▸ Work instruction:
Please return every record exactly as written, leaving out the pictures.

▸ Data:
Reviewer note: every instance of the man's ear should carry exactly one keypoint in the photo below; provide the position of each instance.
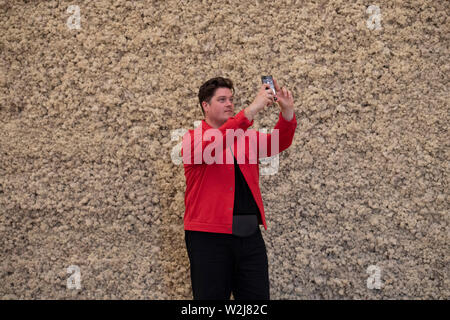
(205, 106)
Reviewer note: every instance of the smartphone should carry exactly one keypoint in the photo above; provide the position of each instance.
(269, 80)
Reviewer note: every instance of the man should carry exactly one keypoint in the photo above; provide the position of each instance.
(223, 201)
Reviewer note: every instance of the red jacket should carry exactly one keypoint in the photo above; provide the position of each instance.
(209, 196)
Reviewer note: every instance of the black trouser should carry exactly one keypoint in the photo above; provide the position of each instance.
(224, 263)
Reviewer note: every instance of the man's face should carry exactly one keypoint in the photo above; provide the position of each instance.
(221, 107)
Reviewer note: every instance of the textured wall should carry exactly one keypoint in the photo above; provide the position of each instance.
(87, 116)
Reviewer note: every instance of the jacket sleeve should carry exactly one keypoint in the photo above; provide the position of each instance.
(197, 145)
(279, 140)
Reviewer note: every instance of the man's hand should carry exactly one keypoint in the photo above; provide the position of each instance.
(285, 101)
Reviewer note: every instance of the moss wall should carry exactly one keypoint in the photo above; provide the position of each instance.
(87, 116)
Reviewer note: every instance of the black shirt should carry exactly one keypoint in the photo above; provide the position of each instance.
(244, 202)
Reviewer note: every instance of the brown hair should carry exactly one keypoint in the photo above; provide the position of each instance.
(208, 89)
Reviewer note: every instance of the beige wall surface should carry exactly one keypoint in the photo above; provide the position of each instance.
(94, 95)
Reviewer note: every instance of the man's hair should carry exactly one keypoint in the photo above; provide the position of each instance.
(208, 89)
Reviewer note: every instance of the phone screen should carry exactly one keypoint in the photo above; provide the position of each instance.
(269, 80)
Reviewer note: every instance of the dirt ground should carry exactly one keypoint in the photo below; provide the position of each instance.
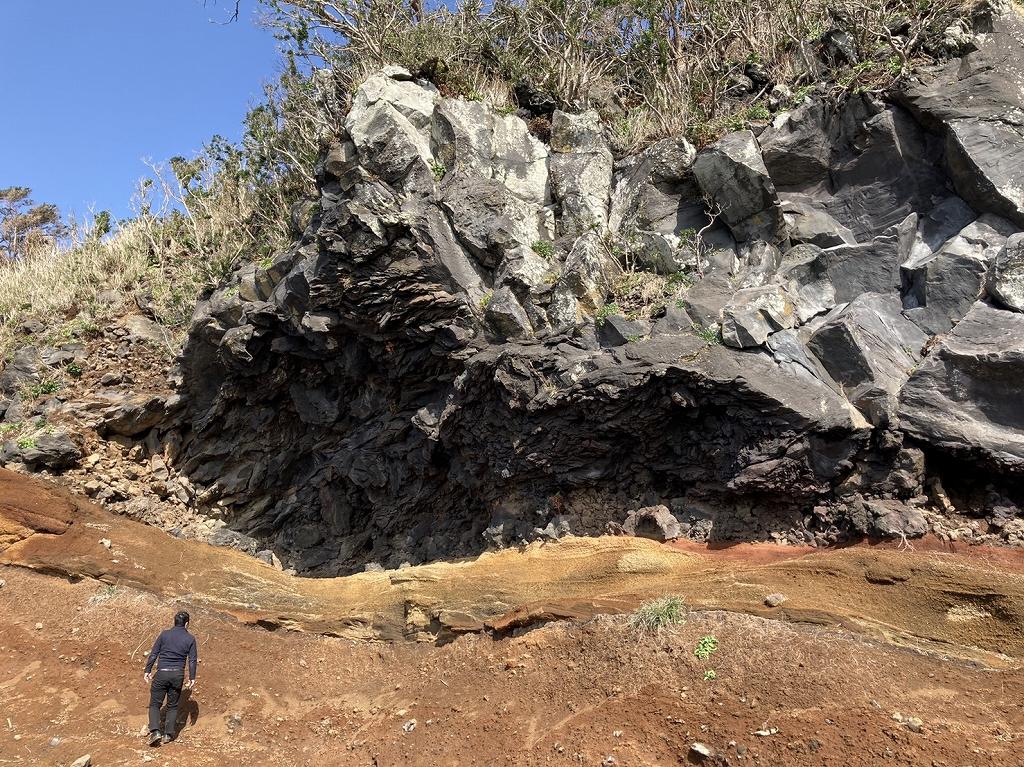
(866, 638)
(572, 693)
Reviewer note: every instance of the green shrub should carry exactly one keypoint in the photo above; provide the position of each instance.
(706, 647)
(609, 309)
(655, 614)
(711, 336)
(544, 249)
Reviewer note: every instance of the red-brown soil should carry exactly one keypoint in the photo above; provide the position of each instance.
(867, 633)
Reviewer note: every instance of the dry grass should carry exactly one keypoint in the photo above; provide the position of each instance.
(653, 615)
(158, 262)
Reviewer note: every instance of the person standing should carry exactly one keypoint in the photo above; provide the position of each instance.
(169, 653)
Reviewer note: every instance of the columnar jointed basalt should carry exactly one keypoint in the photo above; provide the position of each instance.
(438, 365)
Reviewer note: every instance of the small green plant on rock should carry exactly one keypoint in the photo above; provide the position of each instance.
(609, 309)
(655, 614)
(706, 647)
(711, 336)
(544, 249)
(46, 386)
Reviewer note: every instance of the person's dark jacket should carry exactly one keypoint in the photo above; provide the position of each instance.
(172, 647)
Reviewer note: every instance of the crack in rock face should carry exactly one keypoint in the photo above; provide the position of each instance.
(441, 364)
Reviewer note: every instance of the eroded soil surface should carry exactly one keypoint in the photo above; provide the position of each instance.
(864, 634)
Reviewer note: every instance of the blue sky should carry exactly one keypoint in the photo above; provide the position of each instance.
(92, 87)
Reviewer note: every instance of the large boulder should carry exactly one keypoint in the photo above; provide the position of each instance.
(965, 398)
(940, 288)
(581, 172)
(655, 522)
(1006, 279)
(733, 175)
(25, 368)
(866, 165)
(976, 102)
(869, 267)
(869, 348)
(136, 414)
(754, 313)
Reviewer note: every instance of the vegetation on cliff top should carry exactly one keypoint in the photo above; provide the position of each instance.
(650, 68)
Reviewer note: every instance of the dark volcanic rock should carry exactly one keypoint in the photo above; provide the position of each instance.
(966, 396)
(448, 360)
(869, 347)
(653, 521)
(977, 103)
(1006, 279)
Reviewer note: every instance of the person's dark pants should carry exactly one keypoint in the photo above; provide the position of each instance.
(165, 684)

▸ The completed task:
Reviewer note: every instance of the man's ear should carry exactly one keypoint in the photo below; provide the position of each instance.
(205, 106)
Reviewer note: every instance of the smartphone should carry exactly one keypoint in the photo above; provide the position of each instance.
(269, 80)
Reviewer note: every instance of the man should carry exactly one keypoint in the photo above; provide the position of each instance.
(223, 201)
Reviewer note: every instance of the red jacket should carry exactly one keypoint in the photo above; provide the position of each instance.
(209, 196)
Reviewer note: every instance of the black trouser should carry exactly one keypoint in the photo above; provide the position of each instance.
(224, 263)
Reviewer note: every instance of the man's face should carry exactly one keypoint in the photo above; provide the position of each instance.
(221, 107)
Reviewer note: every instance of the textured wall should carry exactly one keypoint in the photo above; provide the position of each instance.
(87, 116)
Reviewer note: every instance of the jacket sleeve should carry exactly one keypoint in the photo above; provide the position of each instance.
(197, 145)
(279, 140)
Reviewer note: every instance of the man's hand should carry exactly one keypoint in the photo above; provide the position of each instance.
(285, 101)
Reviewer note: every instance of the moss wall should carry exactly one keypoint in the photo above; provide the position of each instance.
(87, 116)
Reviewer note: every instance of the black shirt should carry exactly one keypoint in the photo above; provide the position of each instance.
(244, 202)
Reviewer note: every instance of the brown hair should carry exactly one keypoint in the photo above; provide the position of each instance.
(208, 89)
Reviewer note: every instance of the beige wall surface should carry exactly one keypoint in the photo above; provide the position of each instance.
(94, 95)
Reviewer note: every instance of the man's hair should carry exactly one keypoint in the photo above; provide the position of each instance.
(208, 89)
Reviewer note: every instance of the phone screen should carry exactly one keypoint in the photo above; provide the position of each instance.
(269, 80)
Reviewer note: every instance of the dirt ground should carry exactly one keypoint in the photo below; provide the position of each instance.
(866, 638)
(572, 693)
Reviewer note: every instance of the green shrub should carry exactly one keypoint in the photo above; provide the position of each instance.
(706, 647)
(609, 309)
(655, 614)
(711, 336)
(544, 249)
Reviewer note: every instance of the red-brown soil should carry exactly one keypoint in the photo above; provide the position of each instance.
(867, 633)
Reviewer note: every instance of the dry grass should carry exactly one keypoint in the photo above; provide the position of each instance.
(653, 615)
(158, 262)
Reviewer note: every instance of the person standing should carry exactly one keypoint in the photo above; provide the position of each instance.
(169, 653)
Reviewer note: every instance of the columnar jointed basalt should carry exactly one keypoint in the photo above; provide the position of each instance.
(438, 365)
Reviewer note: every instance of the small green plant on rock should carry exactly one keypoint in the photo above; provide the position of each instance.
(609, 309)
(655, 614)
(706, 647)
(711, 336)
(544, 249)
(46, 386)
Reviewer note: every instance of the person's dark jacket should carry exactly one keypoint in the photo above; provide the position of each instance.
(172, 647)
Reviewer note: every instance of the crack in rock face should carry exactly one keypoint in the photo above; provide the position of each instance.
(441, 364)
Reviewer note: every instance of the eroded soil surface should carry exactly one keypoint in the photo above; provide the position of each instance.
(864, 634)
Reviewer note: every instance of the blue sky should carry exactly one keypoint in the photo above; provide the position of each instance.
(92, 87)
Reviewer note: every instance of the large boulder should carry exactly one keypoint in the photo above; provide the position of each instance.
(965, 398)
(940, 288)
(581, 172)
(655, 522)
(1006, 279)
(733, 175)
(25, 368)
(866, 165)
(976, 102)
(869, 267)
(869, 348)
(136, 414)
(754, 313)
Reviewer note: every instance of the vegetation on cliff top should carry exactly one keypoint in the photo above; provide the position of each instance.
(650, 68)
Reviewer note: every instance of the dark volcanic rock should carry exactly one keypoint in the photo above; provide the position of each instance.
(966, 396)
(448, 360)
(869, 347)
(653, 521)
(977, 103)
(1006, 279)
Reviewer note: every instance of the person's dark pants should carry exactly one keypoint in the photo above; provide the position of each instance.
(165, 684)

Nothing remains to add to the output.